##### Testo dell'esercizio #####
Identificato perennemente con una galleria di personaggi positivi, aitanti, intrepidi, Roger Moore era la dimostrazione di quanto l’immagine pubblica di un uomo di spettacolo possa essere lontanissima, il più delle volte, da quella in privato. Sempre elegante e charmant come in tante delle sue caratterizzazioni (non solo quelle più famose), non si può certo dire che nella vita di tutti i giorni fosse altrettanto impavido e atletico. Al contrario, la finzione dei suoi eroi aveva poco a che vedere con la realtà di un uomo che si definiva un codardo, pieno di fobie e che in particolare detestava le armi da fuoco. Forse Moore era più simile al Judd Stevens interpretato a metà anni Ottanta, poco prima di dare l’addio al ruolo di 007, nel thriller A faccia nuda: antieroe dubbioso, spaventato, che ha salva la vita solo grazie all’intervento delle forze dell’ordine.
Dopo il giro di boa dei sessant’anni, smessi definitivamente i panni dell’uomo di azione, Moore scelse con entusiasmo di dedicarsi a un nuovo ruolo: quello di ambasciatore Unicef, questa volta al servizio segreto dei bambini poveri e denutriti di tutto il mondo. Nobile causa, e nobile fu anche la battaglia che negli ultimi anni lo vide impegnato, con sorprendente spirito animalista, contro il consumo di foie gras, pregiato prodotto della cucina francese ottenuto sottoponendo le oche a un’alimentazione forzata che ne provoca l’innaturale ingrossamento del fegato. Ricordando quei suoi personaggi di playboy o di impavido agente in missione segreta che si aggiravano negli ambienti dell’alta società, tra signore impellicciate, champagne e simboli di un lusso ostentato, sembra quasi incredibile sapere che Roger Moore volle prestare la propria immagine a sostegno dell’associazione PETA (People for Ethical Treatment of Animals) rivolgendo accorati appelli a non acquistare il foie gras nei negozi e a non ordinarlo nei ristoranti, perché “il foie gras è una malattia, non una prelibatezza”. E se il pubblico era abituato a vederlo al volante di belle macchine sportive, alla veneranda età di quasi novant’anni (era nato il 14 ottobre del 1927) lo stesso Roger Moore, ospite nel 2016 del docu-reality Car SOS (in Italia intitolato I maghi del garage) in una puntata dedicata alla mitica Volvo P1800 usata nella serie televisiva The Saint, aveva confessato di muoversi per le strade del Principato di Monaco a bordo di una comunissima Smart.
#####
*Istruzioni di lavoro*.
Prosegui il testo su Roger Moore a partire dal punto in cui si interrompe. Le righe non hanno alcun legame con il testo su Roger Moore.
##### Insieme di dati #####
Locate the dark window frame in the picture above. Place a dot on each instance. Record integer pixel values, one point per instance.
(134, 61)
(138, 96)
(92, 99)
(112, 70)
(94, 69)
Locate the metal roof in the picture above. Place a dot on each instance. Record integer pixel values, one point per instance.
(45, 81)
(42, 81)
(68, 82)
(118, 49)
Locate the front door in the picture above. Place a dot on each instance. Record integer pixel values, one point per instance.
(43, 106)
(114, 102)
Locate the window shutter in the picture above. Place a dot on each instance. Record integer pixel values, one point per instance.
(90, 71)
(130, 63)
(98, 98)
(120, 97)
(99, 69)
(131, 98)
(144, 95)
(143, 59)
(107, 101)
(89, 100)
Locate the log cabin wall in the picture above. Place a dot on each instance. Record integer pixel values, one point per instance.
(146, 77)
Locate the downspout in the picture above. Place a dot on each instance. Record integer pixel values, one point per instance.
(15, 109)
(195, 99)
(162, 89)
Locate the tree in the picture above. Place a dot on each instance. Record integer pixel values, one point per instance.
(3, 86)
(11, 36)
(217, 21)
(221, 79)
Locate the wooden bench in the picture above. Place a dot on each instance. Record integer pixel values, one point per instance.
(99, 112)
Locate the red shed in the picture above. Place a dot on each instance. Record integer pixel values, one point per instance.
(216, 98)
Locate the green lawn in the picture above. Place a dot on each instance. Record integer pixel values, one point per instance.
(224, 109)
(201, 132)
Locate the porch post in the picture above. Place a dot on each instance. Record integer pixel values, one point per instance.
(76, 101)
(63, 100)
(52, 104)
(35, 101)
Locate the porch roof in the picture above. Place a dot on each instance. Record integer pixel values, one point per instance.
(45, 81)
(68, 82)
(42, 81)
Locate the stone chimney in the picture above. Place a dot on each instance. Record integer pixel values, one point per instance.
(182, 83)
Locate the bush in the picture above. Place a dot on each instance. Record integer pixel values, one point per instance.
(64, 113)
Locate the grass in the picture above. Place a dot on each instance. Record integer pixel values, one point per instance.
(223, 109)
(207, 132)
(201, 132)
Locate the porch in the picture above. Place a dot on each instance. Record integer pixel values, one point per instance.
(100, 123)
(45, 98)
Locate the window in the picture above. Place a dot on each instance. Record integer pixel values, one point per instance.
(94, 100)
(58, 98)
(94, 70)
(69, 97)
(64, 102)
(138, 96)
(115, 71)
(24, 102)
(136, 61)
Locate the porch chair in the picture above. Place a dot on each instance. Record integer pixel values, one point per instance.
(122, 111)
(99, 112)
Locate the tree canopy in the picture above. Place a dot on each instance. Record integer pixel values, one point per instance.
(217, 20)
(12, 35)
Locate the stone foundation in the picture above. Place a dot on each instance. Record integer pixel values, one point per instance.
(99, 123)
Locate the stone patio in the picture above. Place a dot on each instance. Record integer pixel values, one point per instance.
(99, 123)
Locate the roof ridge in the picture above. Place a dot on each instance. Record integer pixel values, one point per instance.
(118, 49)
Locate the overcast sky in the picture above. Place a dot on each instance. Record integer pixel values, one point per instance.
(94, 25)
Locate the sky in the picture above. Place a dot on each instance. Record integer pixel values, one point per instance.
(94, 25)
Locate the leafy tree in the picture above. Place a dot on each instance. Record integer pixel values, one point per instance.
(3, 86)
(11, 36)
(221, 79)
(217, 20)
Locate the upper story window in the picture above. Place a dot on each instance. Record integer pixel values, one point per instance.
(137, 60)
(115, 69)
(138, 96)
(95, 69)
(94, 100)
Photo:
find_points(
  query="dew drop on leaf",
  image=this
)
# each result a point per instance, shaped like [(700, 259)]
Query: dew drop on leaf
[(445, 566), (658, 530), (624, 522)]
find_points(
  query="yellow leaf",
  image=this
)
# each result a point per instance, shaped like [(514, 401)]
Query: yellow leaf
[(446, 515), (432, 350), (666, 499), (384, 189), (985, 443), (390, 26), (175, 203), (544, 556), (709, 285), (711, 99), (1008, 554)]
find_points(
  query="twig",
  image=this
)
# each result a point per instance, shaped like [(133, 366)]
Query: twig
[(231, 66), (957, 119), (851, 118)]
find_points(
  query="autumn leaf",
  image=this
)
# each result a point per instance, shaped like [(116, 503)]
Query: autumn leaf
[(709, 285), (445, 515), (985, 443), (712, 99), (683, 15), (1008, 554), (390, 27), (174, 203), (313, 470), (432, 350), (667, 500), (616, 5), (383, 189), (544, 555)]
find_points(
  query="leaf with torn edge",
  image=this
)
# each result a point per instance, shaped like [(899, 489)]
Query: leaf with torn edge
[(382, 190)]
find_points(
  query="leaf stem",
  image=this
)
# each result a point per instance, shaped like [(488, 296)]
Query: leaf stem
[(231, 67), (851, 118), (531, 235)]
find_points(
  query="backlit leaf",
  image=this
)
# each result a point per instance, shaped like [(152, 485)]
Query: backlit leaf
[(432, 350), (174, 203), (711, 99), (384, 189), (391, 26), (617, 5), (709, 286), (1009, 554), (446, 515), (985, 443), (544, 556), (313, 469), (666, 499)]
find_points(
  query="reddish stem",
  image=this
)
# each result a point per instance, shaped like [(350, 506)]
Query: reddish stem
#####
*Risultato del compito*.
Con uno sguardo attento e documentato, questo libro – che Giorgio Simonelli, nella bellissima prefazione, definisce “molto coraggioso”, capace di abbattere in un sol colpo alcuni annosi tabù sullo studio del mestiere di attore – vuole ripercorrere il lungo viaggio umano e artistico di Roger Moore, concentrandosi non solo sui personaggi che lo hanno reso famoso e sulla loro matrice letteraria (Leslie Charteris per Simon Templar, Ian Fleming per 007), ma anche su quei ruoli impegnati – pensiamo al personaggio di Harold Pelham nel film L’uomo che uccise se stesso diretto da Basil Dearden – che, a dispetto di una critica non molto riguardosa nei suoi confronti, ne hanno fatto emergere appieno le doti drammatiche. Ed è proprio sul rapporto con la critica che si focalizza il capitolo conclusivo, nel tentativo di fare un bilancio della carriera di Roger Moore e stabilire quale collocazione riservargli nel panorama attoriale del Novecento.